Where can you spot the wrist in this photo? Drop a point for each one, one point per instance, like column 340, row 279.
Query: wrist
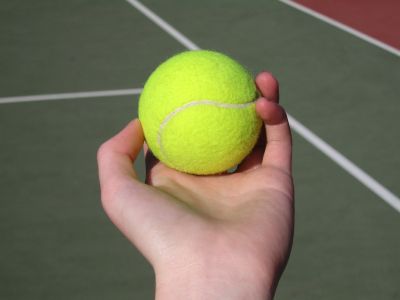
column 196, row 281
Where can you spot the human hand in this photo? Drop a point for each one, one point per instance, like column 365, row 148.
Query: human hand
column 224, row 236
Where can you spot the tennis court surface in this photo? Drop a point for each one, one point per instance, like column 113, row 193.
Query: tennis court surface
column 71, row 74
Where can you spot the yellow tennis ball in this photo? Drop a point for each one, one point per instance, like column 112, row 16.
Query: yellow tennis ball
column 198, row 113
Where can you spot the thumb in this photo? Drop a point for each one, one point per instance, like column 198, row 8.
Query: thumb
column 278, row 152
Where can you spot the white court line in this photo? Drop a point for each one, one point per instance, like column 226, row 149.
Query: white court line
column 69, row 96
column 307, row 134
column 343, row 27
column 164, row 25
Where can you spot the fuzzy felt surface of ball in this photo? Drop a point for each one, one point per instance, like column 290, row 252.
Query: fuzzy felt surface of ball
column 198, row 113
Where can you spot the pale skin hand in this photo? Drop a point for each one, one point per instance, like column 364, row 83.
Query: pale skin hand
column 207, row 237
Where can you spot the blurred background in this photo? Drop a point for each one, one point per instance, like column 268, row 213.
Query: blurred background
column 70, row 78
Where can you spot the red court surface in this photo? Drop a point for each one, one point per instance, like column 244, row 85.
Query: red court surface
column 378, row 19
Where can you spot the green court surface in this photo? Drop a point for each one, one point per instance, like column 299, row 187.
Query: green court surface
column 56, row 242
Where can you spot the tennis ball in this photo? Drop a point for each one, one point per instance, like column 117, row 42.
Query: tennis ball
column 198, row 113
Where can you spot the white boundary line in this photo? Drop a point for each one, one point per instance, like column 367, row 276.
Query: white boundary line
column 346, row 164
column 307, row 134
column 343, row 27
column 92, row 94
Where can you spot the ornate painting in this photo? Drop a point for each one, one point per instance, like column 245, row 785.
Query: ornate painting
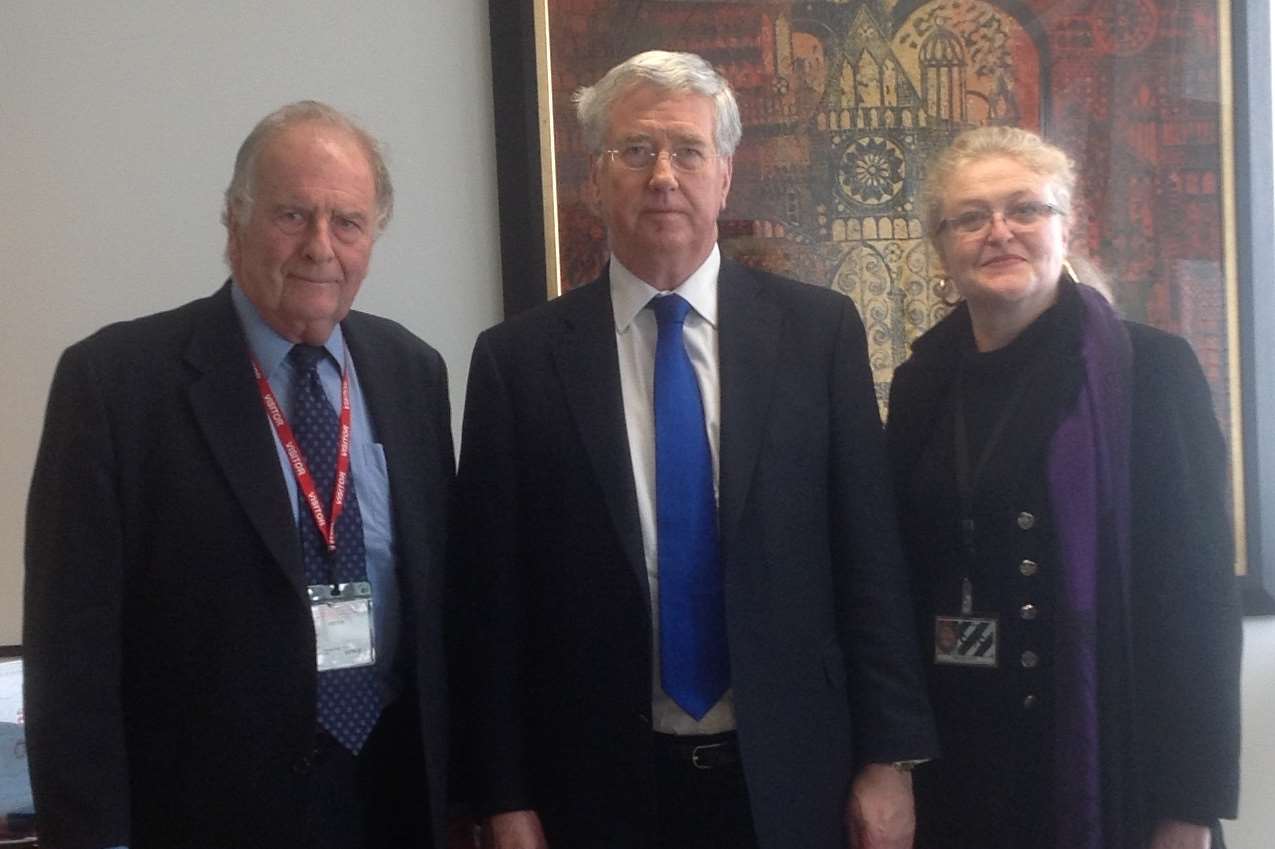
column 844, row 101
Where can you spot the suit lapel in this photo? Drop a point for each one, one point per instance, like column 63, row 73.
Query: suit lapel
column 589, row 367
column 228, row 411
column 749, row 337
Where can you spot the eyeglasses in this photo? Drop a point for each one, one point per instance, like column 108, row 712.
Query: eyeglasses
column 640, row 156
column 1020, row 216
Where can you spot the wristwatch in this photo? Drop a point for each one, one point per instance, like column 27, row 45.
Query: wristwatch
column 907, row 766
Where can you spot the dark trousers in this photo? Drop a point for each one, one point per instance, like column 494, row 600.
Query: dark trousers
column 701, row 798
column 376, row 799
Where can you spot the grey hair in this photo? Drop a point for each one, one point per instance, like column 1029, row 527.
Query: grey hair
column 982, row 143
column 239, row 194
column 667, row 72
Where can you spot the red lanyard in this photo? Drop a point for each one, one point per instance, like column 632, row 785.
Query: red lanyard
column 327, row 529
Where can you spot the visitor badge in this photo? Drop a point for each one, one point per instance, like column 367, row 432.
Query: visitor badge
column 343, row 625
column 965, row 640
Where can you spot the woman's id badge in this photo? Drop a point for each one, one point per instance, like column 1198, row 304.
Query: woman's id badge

# REQUIREMENTS:
Rewrite the data from the line with "Where can you spot the ornate" to the line with "column 844, row 101", swapping "ornate painting" for "gilded frame" and keeping everything else unchanged. Give only those lines, and leave the picture out.

# FULL SOLUTION:
Where can you spot the gilded frame in this photo? Drop a point for each one, one point per instance, like column 245, row 785.
Query: gilded frame
column 844, row 101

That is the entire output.